*Texto de leitura:*
******
13/12/2020

VinteVinte - 152 (IV)




152.

 

ÚLTIMA O. DE CÉU


Coimbra, terça-feira, 29 de Setembro de 2020 




    IV 

    De manhã, o relato compreende aspectos (sobrevoadores) da vida de um Roberto Luís, filho dilecto de um Tomás Estêvão & de uma Margarida Isabel Valforno. Confesso ter sido o mais aprazível entretenimento. Durante bastantes minutos, não me roçou sequer o sentimento de penúria pecuniária que, inapelavelmente aliás, se me volveu estigma. 
    Absorvido o dito relato, restou-me então perspectivar a tarde. A luz abre-se já em grande-rosa. Os elementos dispõem-se por si. Não é já Março de 1971, há muito apareceram mortos os três soldados escoceses em uma vala a norte de Belfast. Esta é uma mal-remediada paz de pobres, a pax portuguesa do deixa-andar.
******
*Tarefas do exercício:*
[a] Responda, com base no texto de leitura:
(i) Em que cidade e em que dia está datado o registo?
(ii) De quem é filho Roberto Luís?
(iii) Onde apareceram mortos os três soldados escoceses?
[b] Reproduza do texto de leitura tudo o que vai de "Coimbra, terça-feira, 29" até "me volveu estigma.", inclusive.

*Linhas de dados:*
******
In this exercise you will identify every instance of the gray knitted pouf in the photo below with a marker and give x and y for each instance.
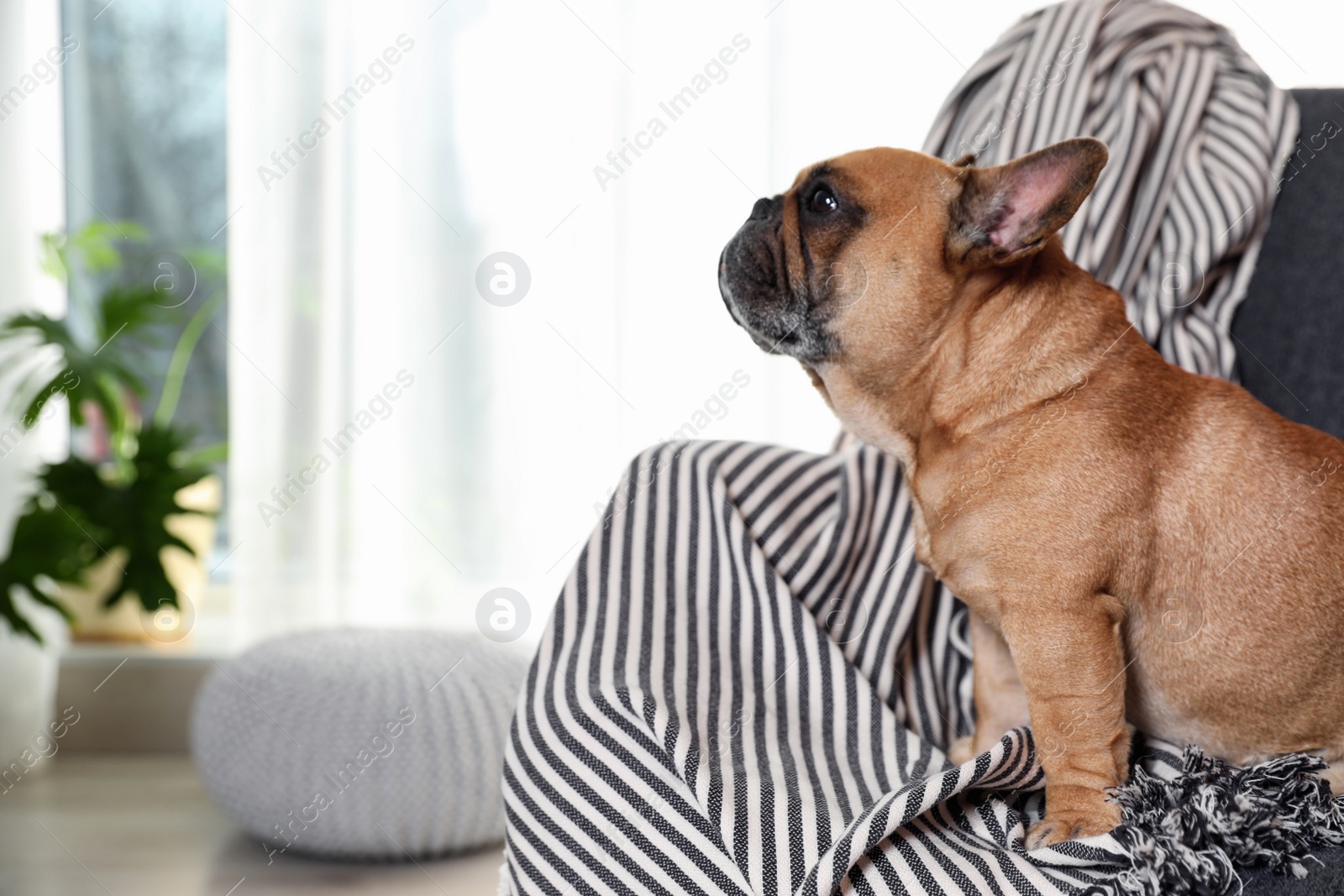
(360, 743)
******
*Tarefas resolvidas:*
[a]
(i) Em Coimbra, na terça-feira, 29 de Setembro de 2020.
(ii) De Tomás Estêvão e de Margarida Isabel Valforno.
(iii) Numa vala a norte de Belfast.

[b]
Coimbra, terça-feira, 29 de Setembro de 2020 




    IV 

    De manhã, o relato compreende aspectos (sobrevoadores) da vida de um Roberto Luís, filho dilecto de um Tomás Estêvão & de uma Margarida Isabel Valforno. Confesso ter sido o mais aprazível entretenimento. Durante bastantes minutos, não me roçou sequer o sentimento de penúria pecuniária que, inapelavelmente aliás, se me volveu estigma.